What you will do:
a. Which proper names appear in the passage about Britain reducing its reliance on Europe? List each one once.
b. Continue the passage about Britain reducing its reliance on Europe from the point where it ends.

Text for analysis:
━━━━━━━━━━
The result? There will be lots of demand for more green, renewable energy, and plenty of Treasury cash, and guaranteed long-term contracts, to help make that happen.
Likewise, Britain will want to reduce the amount of trade that is routed through Rotterdam, and relocate it to British ports.
It is already clear that rigid enforcement of the paperwork means it is now virtually impossible to sell food to the EU, so instead UK consumption of domestic produce will rise.
And at the same time, as we will not want to rely on European imports, there will be room for technology such as vertical farms that allow hot-weather vegetables and fruit to be grown closer to home. The City will have to switch to designing financial products for a world market as it gets frozen out of European ones.
The list goes on and on. In each case, markets will open up as government and private companies work out they can’t rely on Europe for supplies, or should at least have emergency back-ups in place. The EU is turning increasingly aggressive towards its neighbours.
━━━━━━━━━━
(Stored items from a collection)
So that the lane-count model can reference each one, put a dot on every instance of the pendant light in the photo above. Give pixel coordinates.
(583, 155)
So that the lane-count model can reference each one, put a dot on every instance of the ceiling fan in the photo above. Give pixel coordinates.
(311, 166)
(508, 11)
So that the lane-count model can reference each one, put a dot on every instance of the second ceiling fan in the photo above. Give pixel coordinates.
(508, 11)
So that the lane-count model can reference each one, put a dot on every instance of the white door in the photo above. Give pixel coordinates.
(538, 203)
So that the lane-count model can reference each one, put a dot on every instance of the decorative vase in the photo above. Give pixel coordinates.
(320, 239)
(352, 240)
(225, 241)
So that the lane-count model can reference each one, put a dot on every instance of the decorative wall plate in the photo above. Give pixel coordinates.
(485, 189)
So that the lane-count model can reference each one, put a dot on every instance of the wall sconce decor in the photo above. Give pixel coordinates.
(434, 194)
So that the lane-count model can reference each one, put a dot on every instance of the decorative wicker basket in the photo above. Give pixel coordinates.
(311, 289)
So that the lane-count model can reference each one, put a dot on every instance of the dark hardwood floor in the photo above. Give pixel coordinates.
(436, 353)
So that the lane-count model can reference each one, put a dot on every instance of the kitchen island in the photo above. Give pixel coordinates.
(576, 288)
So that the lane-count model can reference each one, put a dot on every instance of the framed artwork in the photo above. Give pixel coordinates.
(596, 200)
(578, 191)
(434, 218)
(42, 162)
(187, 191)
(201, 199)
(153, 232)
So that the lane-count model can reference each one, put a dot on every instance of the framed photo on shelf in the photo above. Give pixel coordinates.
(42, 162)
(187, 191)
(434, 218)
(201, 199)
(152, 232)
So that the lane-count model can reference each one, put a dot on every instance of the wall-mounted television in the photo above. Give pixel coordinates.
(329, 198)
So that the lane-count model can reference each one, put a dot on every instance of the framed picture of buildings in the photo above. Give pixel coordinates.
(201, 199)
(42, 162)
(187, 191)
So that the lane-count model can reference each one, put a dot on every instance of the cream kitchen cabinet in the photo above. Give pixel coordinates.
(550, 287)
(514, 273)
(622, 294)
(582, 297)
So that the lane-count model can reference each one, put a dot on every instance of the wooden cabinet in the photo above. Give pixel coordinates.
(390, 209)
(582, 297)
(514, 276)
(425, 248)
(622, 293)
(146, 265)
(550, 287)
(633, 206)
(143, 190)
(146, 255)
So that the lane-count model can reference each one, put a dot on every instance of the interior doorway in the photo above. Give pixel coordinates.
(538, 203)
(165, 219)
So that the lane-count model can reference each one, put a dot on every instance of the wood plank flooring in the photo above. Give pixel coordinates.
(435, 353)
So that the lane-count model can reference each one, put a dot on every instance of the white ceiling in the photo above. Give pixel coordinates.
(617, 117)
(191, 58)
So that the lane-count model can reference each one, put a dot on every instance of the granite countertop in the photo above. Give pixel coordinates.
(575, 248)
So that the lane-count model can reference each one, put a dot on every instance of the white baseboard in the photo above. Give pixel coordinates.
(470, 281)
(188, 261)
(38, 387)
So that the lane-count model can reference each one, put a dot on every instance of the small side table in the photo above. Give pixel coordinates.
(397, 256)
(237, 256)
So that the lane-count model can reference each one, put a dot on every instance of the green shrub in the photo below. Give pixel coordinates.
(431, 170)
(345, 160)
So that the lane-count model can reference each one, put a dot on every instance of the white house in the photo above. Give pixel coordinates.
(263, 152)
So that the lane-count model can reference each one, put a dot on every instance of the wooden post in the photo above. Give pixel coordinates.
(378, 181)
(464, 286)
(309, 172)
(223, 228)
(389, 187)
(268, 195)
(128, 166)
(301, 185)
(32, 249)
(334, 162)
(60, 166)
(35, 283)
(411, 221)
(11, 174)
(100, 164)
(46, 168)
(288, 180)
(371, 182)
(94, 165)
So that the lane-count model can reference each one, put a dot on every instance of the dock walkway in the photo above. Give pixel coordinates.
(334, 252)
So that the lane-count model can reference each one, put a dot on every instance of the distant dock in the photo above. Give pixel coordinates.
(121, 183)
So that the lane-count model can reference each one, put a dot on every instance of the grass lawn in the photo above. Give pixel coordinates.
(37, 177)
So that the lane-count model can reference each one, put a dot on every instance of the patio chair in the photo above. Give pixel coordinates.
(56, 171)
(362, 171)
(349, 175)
━━━━━━━━━━
Task-by-task results:
a. Treasury, Britain, Rotterdam, EU, UK, the City, Europe

b.
In a crisis, as with vaccines, it will lash out, and impose export controls. That, of course, is up to them. But it creates a huge potential space for British companies. The UK will be far more self-reliant going forward, and far more plugged into trading with Africa, the Pacific and the Americas. Whether that is an improvement in the medium-term is open to question.
In truth, both the EU and the UK would be better off with completely free trade, mutual recognition of each other’s standards, and co-operation when problems emerge. But that isn’t going to happen anytime soon.
In the meantime British companies should take the “Ursula dividend” and run, seizing the chance to create alternatives, and building new industries in the process.
And the people with new jobs making vaccines in Stockton and Livingston should raise a glass to the blonde lady in Brussels – they wouldn’t have that work without her.